-- START OF Entries shown --

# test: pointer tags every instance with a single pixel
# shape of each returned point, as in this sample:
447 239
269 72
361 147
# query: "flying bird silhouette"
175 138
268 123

-- END OF Entries shown --

Exercise details
Convert the lines above into a Markdown table with two columns, No. and Line. Number each row and omit blank lines.

Task answer
| No. | Line |
|---|---|
| 1 | # test: pointer tags every instance with a single pixel |
| 2 | # shape of each returned point, as in this sample: |
| 3 | 447 239 |
| 4 | 269 72 |
| 5 | 361 147 |
| 6 | # query: "flying bird silhouette" |
| 7 | 175 138 |
| 8 | 268 123 |